• [SUPPLIED TEXT]:

Barbour was speaking with Christopher Rowland of the Boston Globe, who pointed out that about 18% of the state’s population lacks insurance, roughly half a million people. Rowland writes:

The Obama law will expand Medicaid eligibility to individuals making up to $14,400 or $29,300 for a family of four — 133 percent of the federal poverty limit.

An independent study the governor commissioned says the state’s share of expanding the Medicaid eligibility umbrella, while starting at zero, could climb to as much as $237 million a year by 2020 — when the state would have to start picking up 10 percent of the cost. Estimated total costs of the health overhaul, including administrative costs and the impact of new Medicaid enrollees who qualify now but have not signed up, will add $1 billion to $1.7 billion to the state budget by 2020, with the federal government kicking in up to $17 billion, the study said.

In an email to Sam Stein of the Huffington Post, a Barbour aide clarified that Barbour was talking about “emergency room procedures” when he said that everyone has access to health care. “The Governor is imminently aware the status quo is not optimal for Mississippians, as it’s neither cost effective nor does it address his preventative care concerns,” the aide said. “It’s for those reasons that Gov. Barbour has promoted the concept of a ‘medical home’ for Medicaid beneficiaries and has advocated for private market solutions.”

Barbour had elaborated on those “preventative care concerns” to the Globe. “Most of the health disparities in Mississippi are not because of the inability to get access or afford health care,” he said. “They are because of diet, alcohol, because of drugs, the very high incidence of illegitimacy that leads to high incidence of low-birth weight children.”

• [WHAT TO WORK ON]: According to the passage about Mississippi health care, what share of the state's population lacks insurance? Rely solely on the passage about Mississippi health care for what follows.

• [SUPPLIED RECORDS]:
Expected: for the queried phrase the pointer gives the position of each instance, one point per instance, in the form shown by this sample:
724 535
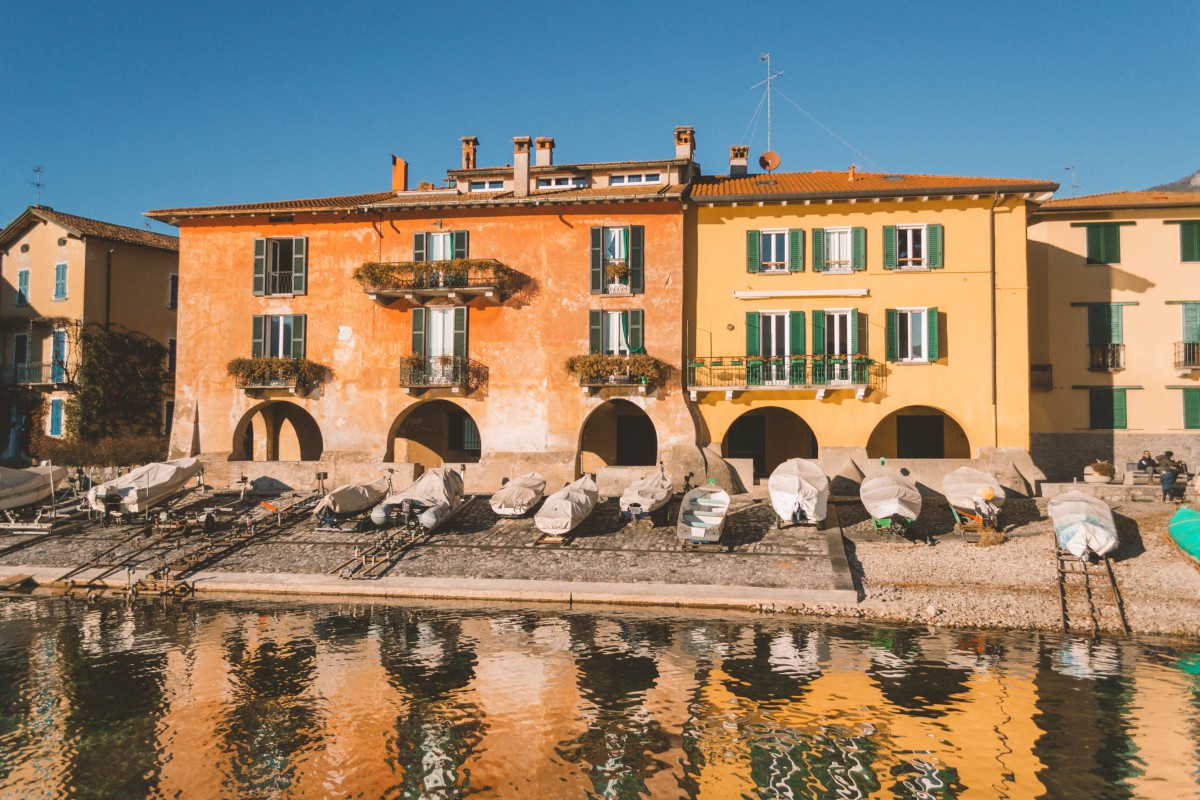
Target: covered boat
519 495
702 513
799 492
1185 531
431 499
892 500
351 499
646 495
23 487
1083 524
144 487
567 507
975 498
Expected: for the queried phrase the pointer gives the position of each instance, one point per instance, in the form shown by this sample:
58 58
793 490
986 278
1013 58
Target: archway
918 432
276 431
617 433
769 435
433 433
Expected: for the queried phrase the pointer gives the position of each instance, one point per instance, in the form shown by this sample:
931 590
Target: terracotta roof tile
826 184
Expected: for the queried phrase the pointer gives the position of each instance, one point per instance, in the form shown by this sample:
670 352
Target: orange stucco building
436 324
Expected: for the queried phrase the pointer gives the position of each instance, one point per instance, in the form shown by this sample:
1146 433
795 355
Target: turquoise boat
1185 530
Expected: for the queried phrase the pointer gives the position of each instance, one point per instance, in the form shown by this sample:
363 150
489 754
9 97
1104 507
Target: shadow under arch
276 431
433 432
617 433
918 432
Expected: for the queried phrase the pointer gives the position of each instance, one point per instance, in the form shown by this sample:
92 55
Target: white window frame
916 332
846 264
924 247
778 265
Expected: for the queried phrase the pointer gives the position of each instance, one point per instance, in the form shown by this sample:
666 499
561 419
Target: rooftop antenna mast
766 56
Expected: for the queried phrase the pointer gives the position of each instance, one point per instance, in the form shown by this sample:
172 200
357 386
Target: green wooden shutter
299 265
298 336
1192 408
595 331
635 334
935 236
931 334
754 251
419 331
259 266
598 262
460 331
858 248
817 328
636 259
258 336
796 250
751 332
892 335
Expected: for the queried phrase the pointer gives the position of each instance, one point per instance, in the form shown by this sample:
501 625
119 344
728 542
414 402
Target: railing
1105 358
442 372
34 373
1187 355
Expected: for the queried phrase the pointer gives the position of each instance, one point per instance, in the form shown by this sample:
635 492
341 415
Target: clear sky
137 106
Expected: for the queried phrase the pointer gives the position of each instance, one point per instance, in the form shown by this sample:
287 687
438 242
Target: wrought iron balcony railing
1105 358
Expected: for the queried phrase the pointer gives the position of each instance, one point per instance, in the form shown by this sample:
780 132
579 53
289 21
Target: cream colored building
1115 329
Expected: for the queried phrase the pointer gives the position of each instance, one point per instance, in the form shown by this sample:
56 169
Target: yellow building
849 311
1115 329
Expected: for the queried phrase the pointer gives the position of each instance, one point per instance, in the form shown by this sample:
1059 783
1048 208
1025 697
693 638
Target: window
281 265
616 332
1107 409
23 287
279 336
912 335
570 181
60 281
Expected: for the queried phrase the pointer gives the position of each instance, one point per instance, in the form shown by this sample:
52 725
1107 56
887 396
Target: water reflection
274 701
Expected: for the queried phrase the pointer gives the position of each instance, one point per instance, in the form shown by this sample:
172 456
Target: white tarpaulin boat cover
145 486
886 492
961 488
568 507
651 492
438 491
353 498
799 485
23 487
520 494
1083 523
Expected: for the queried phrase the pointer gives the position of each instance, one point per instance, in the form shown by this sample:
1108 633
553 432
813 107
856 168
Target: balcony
1187 356
459 281
819 373
42 374
459 374
1105 358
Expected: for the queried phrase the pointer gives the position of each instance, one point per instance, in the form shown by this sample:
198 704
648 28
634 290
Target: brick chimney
739 155
469 144
521 166
399 174
544 156
685 143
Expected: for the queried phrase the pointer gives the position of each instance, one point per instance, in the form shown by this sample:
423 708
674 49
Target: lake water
304 699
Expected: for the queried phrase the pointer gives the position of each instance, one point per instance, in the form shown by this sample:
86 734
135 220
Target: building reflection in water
376 701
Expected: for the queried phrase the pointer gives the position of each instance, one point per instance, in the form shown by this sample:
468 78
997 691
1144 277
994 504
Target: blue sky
131 107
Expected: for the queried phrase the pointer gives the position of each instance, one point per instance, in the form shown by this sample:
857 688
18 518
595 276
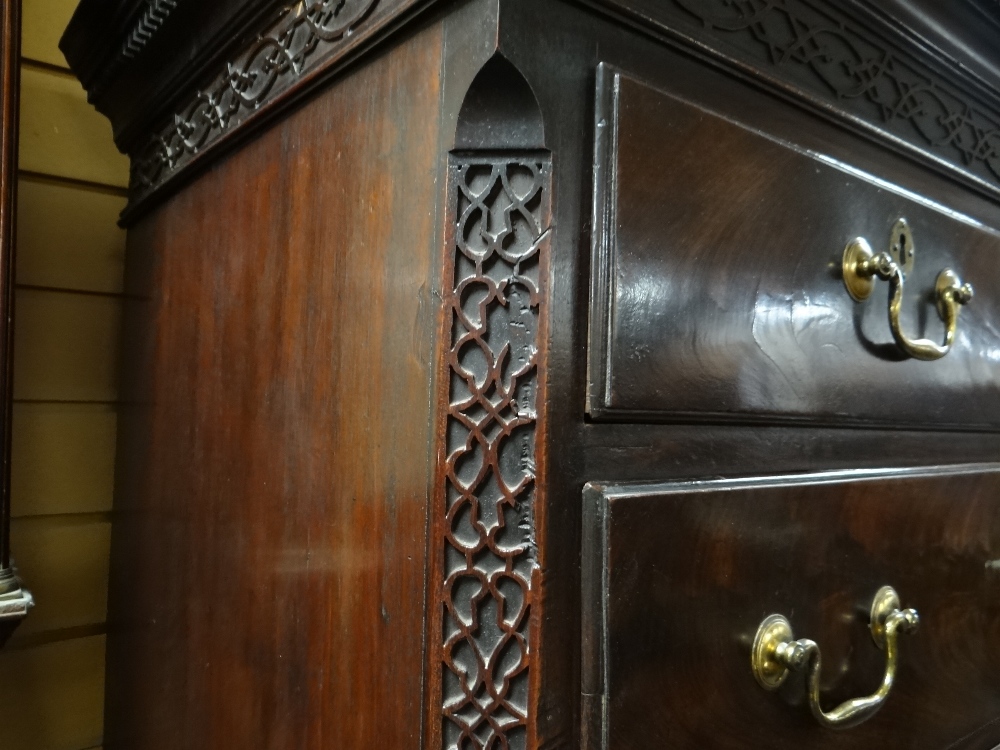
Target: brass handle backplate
861 267
775 653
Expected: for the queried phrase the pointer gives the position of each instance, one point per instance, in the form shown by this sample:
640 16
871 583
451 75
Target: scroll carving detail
495 305
828 56
278 58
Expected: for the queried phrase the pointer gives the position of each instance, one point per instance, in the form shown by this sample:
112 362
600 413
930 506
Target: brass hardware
775 654
861 267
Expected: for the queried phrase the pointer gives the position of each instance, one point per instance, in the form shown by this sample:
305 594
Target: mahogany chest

• [RESPONSE TO THIS EXERCISE]: About 18%, roughly half a million people.